Can you rewrite the lines of the listing from the line containing "the rear tail" through the end of the listing, requests included, with every coordinate in the answers scaled by 1.2 and rounded to whole numbers, halves rounded up?

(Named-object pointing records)

%%

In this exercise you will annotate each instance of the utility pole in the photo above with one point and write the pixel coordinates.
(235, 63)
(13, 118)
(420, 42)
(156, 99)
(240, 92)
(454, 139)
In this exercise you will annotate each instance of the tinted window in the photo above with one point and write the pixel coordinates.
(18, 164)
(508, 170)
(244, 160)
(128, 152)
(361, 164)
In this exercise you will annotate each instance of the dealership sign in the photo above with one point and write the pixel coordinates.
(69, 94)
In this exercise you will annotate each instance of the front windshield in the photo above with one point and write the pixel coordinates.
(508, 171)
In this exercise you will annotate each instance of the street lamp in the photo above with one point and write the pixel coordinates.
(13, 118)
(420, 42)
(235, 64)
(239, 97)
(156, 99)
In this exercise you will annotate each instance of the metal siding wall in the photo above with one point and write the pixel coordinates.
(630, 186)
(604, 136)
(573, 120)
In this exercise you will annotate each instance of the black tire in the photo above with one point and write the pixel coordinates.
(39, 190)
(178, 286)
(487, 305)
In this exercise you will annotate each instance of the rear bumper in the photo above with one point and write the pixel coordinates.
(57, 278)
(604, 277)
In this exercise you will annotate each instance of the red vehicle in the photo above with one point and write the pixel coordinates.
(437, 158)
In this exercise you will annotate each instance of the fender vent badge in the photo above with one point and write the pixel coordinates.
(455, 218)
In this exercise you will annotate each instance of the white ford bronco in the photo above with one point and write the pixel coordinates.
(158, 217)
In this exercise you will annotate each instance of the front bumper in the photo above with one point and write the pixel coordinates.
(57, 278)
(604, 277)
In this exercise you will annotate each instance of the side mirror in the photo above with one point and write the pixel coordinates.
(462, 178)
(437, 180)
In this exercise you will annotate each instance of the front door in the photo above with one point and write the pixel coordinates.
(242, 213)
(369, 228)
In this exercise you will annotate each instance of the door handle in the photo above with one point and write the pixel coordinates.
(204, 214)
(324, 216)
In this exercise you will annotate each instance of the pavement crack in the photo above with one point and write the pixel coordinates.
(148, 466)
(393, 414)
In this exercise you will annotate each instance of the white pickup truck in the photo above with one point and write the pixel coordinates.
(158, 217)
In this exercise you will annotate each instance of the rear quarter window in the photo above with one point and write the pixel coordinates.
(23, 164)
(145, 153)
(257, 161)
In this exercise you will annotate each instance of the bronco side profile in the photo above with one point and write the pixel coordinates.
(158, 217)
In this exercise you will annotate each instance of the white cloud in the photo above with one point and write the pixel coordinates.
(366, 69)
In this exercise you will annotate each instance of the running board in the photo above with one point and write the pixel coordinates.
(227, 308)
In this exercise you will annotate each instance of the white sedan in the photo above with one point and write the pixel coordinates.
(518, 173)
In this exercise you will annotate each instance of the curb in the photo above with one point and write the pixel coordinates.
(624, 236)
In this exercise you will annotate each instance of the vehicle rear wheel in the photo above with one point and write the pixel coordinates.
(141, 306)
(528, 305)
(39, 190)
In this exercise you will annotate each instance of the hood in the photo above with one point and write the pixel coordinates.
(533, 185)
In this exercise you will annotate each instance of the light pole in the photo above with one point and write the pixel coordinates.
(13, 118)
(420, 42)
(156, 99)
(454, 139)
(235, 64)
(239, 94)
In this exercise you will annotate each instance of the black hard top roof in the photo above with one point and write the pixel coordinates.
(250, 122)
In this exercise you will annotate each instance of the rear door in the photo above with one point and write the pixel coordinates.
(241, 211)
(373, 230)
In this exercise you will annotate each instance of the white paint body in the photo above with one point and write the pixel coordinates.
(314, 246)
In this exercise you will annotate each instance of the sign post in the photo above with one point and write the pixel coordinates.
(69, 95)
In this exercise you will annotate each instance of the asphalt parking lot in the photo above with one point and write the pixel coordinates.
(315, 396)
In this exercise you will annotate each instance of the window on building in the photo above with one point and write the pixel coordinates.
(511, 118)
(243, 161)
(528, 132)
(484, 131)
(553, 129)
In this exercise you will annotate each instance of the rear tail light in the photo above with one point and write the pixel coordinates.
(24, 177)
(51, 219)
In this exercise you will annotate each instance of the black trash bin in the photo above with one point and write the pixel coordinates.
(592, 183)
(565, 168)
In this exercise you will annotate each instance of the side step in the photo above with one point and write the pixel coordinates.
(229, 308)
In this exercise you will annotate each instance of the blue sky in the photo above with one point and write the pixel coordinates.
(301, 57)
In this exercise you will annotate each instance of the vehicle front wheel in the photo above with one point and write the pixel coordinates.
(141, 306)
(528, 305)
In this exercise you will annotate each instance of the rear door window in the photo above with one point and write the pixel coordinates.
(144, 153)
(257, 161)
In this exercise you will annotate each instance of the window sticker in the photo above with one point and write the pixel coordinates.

%%

— Full answer —
In this exercise you will annotate each instance of the rear tail light in the photo above with one point and write the pixel coordinates.
(29, 212)
(61, 263)
In this exercise you will annotate each instance of the black trash bin in the photo above with one point and write the pixel coordinates.
(710, 220)
(678, 202)
In this exercise you will annotate each instance of the side step in the photo above with one point and write the pixel coordinates.
(275, 370)
In this exercise you will annotate each instance of the blue sky in the photo above with one point and write the pixel coordinates.
(361, 68)
In this exercise you will annotate each instance of the vehicle front wheel in the photo above with one point and write the pixel coordinates.
(169, 367)
(634, 366)
In this exercise you will annotate each instance of the rear door window in the photo above with one point and write the pixel coordinates.
(173, 184)
(308, 193)
In this exercise you will annotate each instance of the window sticker in the photo above with one point and write the pixel coordinates.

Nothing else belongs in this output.